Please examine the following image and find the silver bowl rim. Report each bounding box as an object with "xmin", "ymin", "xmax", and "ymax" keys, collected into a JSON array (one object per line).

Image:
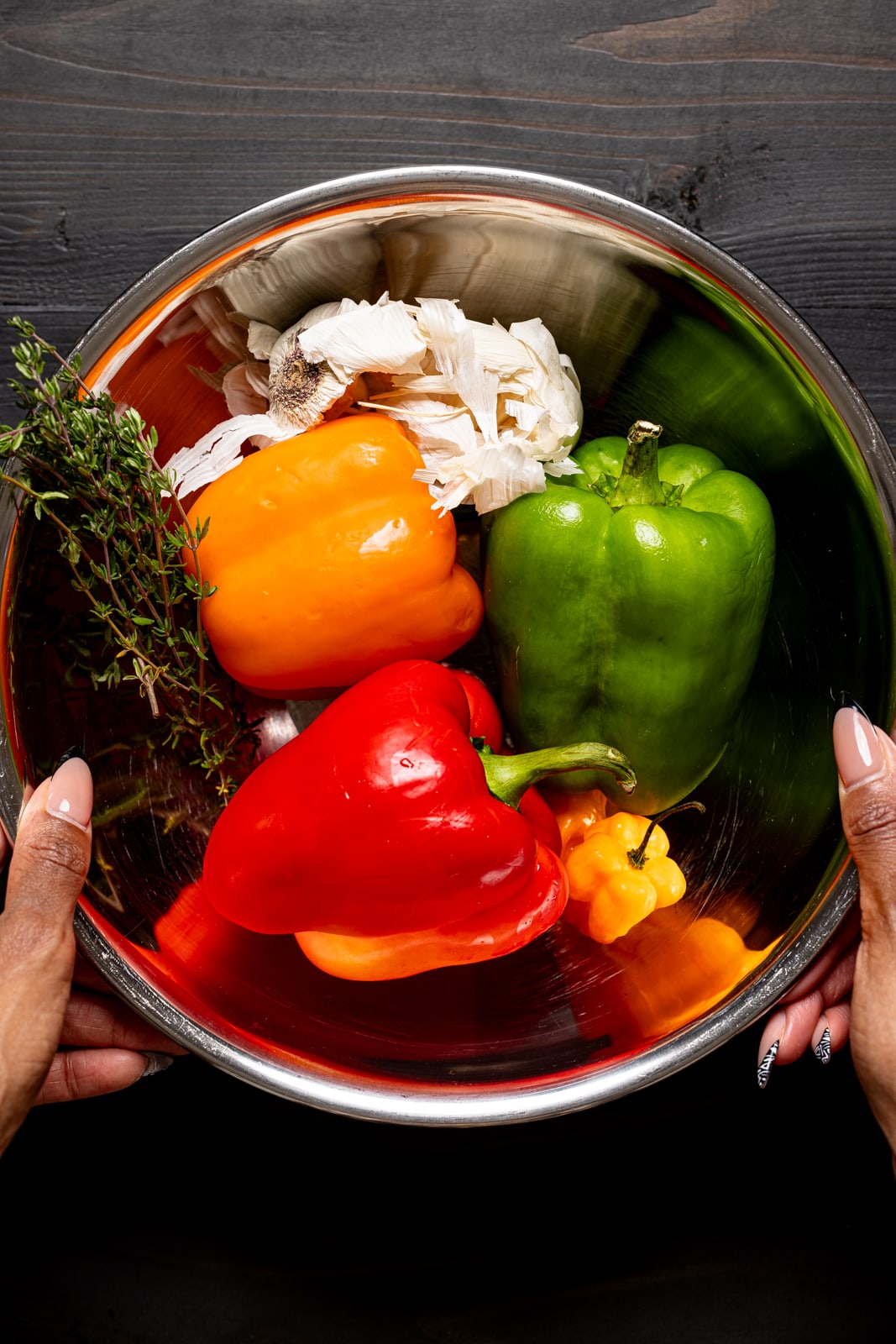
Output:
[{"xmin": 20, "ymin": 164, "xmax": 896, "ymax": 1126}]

--

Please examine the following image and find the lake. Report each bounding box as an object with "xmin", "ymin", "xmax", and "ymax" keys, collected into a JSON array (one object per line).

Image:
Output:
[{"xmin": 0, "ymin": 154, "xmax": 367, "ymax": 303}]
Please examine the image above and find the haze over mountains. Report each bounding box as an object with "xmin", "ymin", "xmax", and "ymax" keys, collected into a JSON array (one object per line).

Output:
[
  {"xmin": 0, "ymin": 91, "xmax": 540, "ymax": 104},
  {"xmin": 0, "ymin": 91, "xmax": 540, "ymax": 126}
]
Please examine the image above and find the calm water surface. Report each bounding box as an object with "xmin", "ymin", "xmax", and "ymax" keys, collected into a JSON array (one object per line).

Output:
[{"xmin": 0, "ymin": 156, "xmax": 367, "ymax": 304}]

• Description of the task: Locate each line above that contains the word "following", and copy those lines in full. Matching is case-sensitive.

• Worked solution:
Please examine the following image and find the silver bowl rim. Report each bounding box as an object with "xmin", "ymin", "xmax", and "ymax" keys, collected into a JSON array (one object per line).
Please examine the following image and find the lake. Report each bounding box as an object with "xmin", "ymin", "xmax", and "ymax" keys, collected into a JSON array (one object per line).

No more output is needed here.